Records
● ● ●
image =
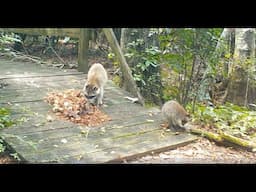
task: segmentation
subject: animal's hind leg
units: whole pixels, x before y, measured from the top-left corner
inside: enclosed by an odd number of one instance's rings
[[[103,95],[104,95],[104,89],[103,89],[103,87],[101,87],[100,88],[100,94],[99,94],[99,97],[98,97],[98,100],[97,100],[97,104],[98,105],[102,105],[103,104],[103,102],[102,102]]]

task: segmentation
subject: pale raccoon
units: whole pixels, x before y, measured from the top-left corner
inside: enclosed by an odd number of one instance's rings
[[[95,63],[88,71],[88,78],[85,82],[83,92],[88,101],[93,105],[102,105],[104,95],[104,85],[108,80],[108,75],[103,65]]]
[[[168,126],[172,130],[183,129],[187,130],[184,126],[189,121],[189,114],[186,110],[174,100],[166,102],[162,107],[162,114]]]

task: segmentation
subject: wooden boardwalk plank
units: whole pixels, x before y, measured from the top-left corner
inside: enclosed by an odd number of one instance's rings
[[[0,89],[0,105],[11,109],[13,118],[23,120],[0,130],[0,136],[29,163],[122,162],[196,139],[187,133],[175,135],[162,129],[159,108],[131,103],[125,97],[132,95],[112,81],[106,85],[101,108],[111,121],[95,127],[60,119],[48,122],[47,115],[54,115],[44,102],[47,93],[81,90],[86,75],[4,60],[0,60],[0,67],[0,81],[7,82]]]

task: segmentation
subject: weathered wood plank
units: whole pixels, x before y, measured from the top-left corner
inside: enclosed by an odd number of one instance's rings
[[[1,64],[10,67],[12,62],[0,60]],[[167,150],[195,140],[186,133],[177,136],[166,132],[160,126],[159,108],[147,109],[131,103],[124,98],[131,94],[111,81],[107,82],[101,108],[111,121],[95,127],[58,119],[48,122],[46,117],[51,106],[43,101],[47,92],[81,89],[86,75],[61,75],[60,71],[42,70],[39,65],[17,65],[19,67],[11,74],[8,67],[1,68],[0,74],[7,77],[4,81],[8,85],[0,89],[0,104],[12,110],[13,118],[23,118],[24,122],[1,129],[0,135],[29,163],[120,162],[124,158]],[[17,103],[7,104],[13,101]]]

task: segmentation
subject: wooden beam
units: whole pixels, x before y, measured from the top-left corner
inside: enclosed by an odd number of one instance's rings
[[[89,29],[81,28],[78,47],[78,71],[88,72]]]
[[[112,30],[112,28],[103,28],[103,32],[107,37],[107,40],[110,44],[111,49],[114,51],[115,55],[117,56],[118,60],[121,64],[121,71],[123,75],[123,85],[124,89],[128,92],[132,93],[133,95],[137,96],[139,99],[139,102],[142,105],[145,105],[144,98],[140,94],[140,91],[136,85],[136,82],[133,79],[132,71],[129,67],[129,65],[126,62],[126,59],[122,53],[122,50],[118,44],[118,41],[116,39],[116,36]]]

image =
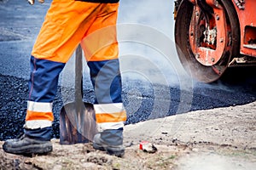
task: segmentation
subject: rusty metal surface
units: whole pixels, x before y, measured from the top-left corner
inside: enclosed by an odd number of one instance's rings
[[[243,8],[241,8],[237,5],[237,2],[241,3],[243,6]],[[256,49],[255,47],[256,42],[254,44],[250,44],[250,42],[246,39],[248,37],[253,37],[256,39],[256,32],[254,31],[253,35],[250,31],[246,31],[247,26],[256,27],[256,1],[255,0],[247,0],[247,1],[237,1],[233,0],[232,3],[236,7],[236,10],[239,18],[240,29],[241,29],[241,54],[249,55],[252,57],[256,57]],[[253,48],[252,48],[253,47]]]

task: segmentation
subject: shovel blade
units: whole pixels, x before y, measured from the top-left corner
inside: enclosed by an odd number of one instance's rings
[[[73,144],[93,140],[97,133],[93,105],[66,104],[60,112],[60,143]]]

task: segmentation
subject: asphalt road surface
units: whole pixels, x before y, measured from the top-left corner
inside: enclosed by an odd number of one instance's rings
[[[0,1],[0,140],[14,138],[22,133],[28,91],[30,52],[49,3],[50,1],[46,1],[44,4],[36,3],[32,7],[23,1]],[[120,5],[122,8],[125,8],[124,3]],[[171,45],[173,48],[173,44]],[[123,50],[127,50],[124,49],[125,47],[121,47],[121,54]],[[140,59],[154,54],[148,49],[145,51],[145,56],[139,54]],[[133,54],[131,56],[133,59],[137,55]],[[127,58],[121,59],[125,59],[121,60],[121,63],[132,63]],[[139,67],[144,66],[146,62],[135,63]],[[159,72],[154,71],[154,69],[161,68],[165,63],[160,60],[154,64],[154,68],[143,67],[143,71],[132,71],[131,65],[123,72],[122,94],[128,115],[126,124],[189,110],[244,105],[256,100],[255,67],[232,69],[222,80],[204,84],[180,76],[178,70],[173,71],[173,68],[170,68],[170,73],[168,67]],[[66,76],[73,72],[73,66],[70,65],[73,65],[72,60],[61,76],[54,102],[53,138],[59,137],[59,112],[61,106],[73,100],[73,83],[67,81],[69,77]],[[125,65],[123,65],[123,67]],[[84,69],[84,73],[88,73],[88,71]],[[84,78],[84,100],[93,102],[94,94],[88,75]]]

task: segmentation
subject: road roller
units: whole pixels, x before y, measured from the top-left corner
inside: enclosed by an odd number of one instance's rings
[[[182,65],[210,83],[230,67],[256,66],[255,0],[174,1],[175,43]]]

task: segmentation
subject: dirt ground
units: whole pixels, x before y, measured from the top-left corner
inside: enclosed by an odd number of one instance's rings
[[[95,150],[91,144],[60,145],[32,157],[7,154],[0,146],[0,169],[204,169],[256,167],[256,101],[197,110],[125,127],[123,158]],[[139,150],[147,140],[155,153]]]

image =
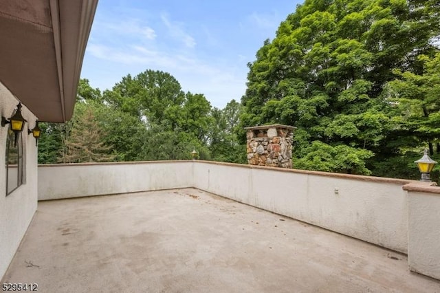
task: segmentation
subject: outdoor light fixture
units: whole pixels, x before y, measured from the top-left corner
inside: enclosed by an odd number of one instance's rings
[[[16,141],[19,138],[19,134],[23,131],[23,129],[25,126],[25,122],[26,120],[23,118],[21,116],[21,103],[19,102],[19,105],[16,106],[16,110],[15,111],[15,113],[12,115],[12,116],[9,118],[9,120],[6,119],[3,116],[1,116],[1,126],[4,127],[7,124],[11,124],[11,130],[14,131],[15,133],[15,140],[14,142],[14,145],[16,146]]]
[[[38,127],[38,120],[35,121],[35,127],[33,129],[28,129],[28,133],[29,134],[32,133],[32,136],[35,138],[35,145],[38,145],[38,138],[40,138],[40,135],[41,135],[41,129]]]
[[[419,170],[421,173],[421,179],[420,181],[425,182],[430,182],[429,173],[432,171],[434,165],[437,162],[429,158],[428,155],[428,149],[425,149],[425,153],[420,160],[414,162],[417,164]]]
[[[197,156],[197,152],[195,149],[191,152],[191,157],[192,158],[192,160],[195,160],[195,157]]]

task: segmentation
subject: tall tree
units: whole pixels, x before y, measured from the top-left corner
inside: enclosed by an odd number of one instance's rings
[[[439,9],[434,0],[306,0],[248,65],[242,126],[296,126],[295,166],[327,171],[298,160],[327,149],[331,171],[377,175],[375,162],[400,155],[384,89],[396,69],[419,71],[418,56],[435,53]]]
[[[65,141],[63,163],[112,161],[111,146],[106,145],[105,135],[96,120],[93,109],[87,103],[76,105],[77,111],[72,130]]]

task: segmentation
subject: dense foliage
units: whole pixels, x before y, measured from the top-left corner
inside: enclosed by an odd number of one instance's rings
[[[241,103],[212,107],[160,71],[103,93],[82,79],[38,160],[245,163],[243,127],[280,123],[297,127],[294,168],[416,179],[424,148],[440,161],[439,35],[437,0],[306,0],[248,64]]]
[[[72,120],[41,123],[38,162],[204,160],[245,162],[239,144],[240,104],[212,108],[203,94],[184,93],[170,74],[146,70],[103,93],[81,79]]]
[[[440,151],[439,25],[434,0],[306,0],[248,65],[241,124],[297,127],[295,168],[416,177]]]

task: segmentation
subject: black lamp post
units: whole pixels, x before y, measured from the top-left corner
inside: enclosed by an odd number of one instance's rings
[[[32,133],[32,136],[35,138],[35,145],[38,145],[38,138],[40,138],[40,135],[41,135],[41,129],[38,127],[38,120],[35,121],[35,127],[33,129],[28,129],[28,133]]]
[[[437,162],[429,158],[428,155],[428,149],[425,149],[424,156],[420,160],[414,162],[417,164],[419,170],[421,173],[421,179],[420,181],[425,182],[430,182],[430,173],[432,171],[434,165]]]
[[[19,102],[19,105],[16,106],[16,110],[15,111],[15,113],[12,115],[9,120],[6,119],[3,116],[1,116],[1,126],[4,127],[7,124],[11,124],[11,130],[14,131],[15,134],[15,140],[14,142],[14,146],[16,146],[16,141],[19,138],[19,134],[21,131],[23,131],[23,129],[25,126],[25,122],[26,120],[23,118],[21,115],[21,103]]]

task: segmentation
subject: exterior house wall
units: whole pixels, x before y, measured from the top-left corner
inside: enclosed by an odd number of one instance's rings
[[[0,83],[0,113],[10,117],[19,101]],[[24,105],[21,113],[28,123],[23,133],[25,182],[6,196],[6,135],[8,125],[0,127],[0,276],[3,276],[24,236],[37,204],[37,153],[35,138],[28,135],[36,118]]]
● ● ●
Stated exercise
How many lines in the entries above contain the string "road"? Reply with the number alone.

Complete answer
2